Arrange the data as a Markdown table with the columns Row and Line, beginning at the line containing "For the benchmark, point out every instance of the bird in" and continuing through the line containing "point(204, 277)", both included. Put a row number and the full line in each row, and leave out blank lines.

§ Rows
=======

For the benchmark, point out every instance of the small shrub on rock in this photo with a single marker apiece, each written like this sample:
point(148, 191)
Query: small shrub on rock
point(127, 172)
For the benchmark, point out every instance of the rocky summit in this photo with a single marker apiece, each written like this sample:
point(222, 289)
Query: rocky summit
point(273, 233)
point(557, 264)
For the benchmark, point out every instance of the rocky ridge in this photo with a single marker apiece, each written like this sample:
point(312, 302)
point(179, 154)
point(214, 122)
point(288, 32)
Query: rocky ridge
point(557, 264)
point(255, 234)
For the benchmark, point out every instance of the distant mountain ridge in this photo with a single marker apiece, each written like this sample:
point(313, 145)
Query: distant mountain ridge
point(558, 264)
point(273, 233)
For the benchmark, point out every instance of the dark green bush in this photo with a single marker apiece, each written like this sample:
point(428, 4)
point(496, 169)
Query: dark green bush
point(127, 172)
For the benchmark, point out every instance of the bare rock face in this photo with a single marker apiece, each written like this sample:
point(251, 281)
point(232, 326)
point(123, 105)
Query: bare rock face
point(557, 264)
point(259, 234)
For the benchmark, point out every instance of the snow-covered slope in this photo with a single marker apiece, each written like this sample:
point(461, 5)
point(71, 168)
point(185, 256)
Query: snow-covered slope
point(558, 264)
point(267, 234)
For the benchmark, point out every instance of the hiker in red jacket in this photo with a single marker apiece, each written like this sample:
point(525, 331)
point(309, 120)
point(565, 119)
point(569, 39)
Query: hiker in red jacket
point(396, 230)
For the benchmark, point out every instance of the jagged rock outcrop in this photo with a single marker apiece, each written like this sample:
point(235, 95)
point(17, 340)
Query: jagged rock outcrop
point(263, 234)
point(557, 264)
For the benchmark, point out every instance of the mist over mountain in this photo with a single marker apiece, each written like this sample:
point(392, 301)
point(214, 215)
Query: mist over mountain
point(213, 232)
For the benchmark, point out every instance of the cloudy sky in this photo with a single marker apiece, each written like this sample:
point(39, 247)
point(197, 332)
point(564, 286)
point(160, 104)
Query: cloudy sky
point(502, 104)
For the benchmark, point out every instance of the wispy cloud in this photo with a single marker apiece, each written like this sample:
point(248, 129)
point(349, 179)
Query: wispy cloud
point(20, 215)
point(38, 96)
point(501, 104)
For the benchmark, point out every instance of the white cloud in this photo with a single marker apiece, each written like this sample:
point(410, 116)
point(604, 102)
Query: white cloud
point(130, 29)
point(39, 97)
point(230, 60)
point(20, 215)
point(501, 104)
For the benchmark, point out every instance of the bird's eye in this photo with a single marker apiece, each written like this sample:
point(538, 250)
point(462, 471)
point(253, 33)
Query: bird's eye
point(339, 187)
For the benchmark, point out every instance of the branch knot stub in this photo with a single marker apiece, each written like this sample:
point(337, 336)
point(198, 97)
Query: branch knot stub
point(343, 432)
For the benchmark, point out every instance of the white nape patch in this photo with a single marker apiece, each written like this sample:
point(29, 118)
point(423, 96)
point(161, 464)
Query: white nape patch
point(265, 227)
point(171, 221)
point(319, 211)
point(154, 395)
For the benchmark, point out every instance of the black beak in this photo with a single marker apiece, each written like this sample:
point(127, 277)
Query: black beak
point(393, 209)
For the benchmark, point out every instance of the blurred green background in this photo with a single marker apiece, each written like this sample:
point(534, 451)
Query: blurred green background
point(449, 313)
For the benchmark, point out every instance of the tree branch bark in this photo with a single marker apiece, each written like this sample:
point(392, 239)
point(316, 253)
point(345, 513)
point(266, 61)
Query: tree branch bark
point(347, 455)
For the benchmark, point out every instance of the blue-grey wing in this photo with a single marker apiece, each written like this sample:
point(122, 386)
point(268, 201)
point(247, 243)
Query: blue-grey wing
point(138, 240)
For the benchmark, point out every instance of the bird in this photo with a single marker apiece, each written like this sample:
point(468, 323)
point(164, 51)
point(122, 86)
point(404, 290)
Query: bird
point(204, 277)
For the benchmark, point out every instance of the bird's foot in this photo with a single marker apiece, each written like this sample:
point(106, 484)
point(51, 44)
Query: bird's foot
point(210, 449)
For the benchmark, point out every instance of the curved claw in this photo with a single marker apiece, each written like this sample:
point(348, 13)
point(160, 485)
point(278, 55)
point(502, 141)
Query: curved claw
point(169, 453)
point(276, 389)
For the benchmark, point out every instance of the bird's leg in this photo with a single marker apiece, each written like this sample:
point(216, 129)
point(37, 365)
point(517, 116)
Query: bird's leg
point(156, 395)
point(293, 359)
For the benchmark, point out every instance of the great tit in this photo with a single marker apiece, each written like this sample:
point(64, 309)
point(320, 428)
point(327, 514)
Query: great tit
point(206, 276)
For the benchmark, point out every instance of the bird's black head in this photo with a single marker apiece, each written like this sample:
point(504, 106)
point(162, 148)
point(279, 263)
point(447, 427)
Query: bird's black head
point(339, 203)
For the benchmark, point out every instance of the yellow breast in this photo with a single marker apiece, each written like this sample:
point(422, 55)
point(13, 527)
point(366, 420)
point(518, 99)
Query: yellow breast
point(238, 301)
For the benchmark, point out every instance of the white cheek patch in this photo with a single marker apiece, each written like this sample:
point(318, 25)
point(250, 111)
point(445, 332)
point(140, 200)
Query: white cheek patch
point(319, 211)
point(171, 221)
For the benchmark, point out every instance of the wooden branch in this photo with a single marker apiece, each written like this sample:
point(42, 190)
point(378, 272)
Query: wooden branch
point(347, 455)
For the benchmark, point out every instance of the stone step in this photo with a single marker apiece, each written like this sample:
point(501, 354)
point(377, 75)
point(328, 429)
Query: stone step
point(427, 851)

=======

§ Worked solution
| Row | Line |
|---|---|
| 1 | For the benchmark, point out every instance of the bird in this photo with a single marker apiece, each written like this sample: |
| 2 | point(468, 323) |
| 3 | point(164, 51) |
| 4 | point(122, 86) |
| 5 | point(404, 290) |
| 6 | Query: bird |
| 7 | point(204, 277) |